→ Task inputs:
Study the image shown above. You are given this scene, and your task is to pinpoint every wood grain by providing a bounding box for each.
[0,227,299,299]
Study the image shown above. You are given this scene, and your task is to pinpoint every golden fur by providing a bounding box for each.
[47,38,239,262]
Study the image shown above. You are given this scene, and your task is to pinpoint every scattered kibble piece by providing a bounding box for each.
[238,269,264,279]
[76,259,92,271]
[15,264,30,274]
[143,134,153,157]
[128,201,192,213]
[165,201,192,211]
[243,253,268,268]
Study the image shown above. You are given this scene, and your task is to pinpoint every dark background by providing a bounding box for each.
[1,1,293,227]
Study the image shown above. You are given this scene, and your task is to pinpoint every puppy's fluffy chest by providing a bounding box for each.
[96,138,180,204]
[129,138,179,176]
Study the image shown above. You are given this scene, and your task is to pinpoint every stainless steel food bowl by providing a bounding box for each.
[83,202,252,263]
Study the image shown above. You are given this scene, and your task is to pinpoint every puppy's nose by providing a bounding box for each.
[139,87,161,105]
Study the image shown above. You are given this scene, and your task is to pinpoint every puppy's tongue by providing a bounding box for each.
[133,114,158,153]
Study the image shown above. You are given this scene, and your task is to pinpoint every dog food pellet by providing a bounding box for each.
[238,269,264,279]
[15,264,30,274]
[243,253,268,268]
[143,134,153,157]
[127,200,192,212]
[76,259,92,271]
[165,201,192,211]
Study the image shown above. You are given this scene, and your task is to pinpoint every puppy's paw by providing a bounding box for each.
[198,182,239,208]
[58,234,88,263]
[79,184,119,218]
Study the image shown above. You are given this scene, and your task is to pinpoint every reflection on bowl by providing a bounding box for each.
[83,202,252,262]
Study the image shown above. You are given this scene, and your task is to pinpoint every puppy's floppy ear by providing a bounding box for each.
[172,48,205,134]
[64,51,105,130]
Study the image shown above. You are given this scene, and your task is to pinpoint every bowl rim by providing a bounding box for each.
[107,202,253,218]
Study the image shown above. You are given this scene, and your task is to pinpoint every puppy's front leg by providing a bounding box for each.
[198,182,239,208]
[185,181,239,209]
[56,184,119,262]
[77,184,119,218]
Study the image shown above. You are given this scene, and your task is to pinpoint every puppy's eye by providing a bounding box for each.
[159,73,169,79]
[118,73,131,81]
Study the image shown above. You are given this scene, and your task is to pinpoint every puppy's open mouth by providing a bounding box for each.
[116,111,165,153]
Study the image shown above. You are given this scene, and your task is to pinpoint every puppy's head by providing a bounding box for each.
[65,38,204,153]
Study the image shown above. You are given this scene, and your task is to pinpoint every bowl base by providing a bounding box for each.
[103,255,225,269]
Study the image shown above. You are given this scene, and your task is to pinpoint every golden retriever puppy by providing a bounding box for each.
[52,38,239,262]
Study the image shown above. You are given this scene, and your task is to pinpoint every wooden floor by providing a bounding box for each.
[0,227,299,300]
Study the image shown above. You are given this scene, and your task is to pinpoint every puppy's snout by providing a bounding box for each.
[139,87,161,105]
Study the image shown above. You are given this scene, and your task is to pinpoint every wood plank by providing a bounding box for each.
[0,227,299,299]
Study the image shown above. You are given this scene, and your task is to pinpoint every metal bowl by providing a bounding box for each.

→ Assigned task: Retype all of the material above with every character intact.

→ Answer:
Study the image shown above. You are given this scene, and your task is to pinpoint every wood grain by providing a bounding box for each.
[0,227,299,299]
Study the image shown above. You are given this scene, and your task is to pinpoint every golden fur by providing a bounding box for each.
[47,38,239,262]
Study the image shown above. You are given this scene, and your task is to pinpoint every scattered kibble piece by providing a bounding box for each.
[238,269,264,279]
[76,259,92,271]
[15,264,30,274]
[143,134,153,157]
[128,201,192,213]
[165,201,192,211]
[243,253,268,268]
Study the image shown above. You are given this scene, and your task is to pinpoint every dark background by providing a bounding box for each.
[1,1,293,227]
Study the image shown above. You are given this scene, and your task is to pinpoint every puppy's fluffy chest by providing a bounding box for each.
[96,138,180,204]
[129,138,179,176]
Study the image shown above. You are given this scene, and your task is to pinpoint every stainless steel food bowl by providing a bounding box for each.
[83,202,252,263]
Study the image shown above. You are given this scene, and your task is to pinpoint every puppy's nose by providing a bounding box for each.
[139,87,161,105]
Study the image shown above. You are given this scene, and your task is to pinpoint every puppy's tongue by providing a bounding box for each.
[133,114,158,153]
Study the image shown above. You are given this scene, and your task is to pinpoint every dog food pellet by providing a bounding box for each.
[238,269,264,279]
[15,264,30,274]
[243,253,268,268]
[143,134,153,157]
[127,200,192,212]
[76,259,92,271]
[165,201,192,211]
Study the image shown above. You are given this scene, and your task is to pinpoint every puppy's paw by providing a bounding box for each.
[198,182,239,208]
[58,234,88,263]
[79,184,119,218]
Study the image shown above. You are given this scene, and your task is to pinpoint every reflection on bowl by providing a bounding box for each.
[83,202,252,262]
Study the image shown above. You are given this scene, and your task is to pinpoint every puppy's floppy ear by providing a bounding box for each.
[172,48,205,134]
[64,51,105,130]
Study the image shown above. You are given this scene, and your task is to pinpoint every bowl rim by providing a bounding box for each.
[107,202,253,218]
Study the image shown above. You are given this scene, and your task is to pinpoint every puppy's front leg by providing a bounding box for each.
[198,182,239,208]
[185,181,239,209]
[56,184,119,262]
[77,184,119,218]
Study the image shown above. You are given this scene, and your task is to pinpoint every puppy's eye by providing a bounding box for each.
[159,73,169,79]
[118,73,131,81]
Study the image shown above. You are given this scene, and your task is to pinpoint every puppy's open mouth by providing a bounding box for each.
[116,111,165,153]
Study the image shown above. You are given this scene, and your task is to pinpoint every puppy's head by providing a bounding box for each.
[65,38,204,153]
Study the image shown above. You are given this scene, and your task is to pinpoint every bowl base by providing a bounding box for each.
[103,255,225,269]
Study the image shown above. You are given this scene, and your task is to pinpoint every golden retriever puppy by providing a bounding box for each.
[52,38,239,262]
Study the image shown above. You are given this scene, and your task is to pinpoint every wooden floor by providing a bounding box for each.
[0,227,299,300]
Study the image shown above. You are given this scene, and your task is to pinpoint every puppy's snout by providing a bounding box for each.
[139,87,161,105]
Study the image shown above. You are given this scene, and your task is to pinpoint every wood plank by providing a bounding box for each.
[0,227,299,299]
Study the image shown above. You are given this scene, and your task is to pinpoint every metal bowl by providing a bounding box for each.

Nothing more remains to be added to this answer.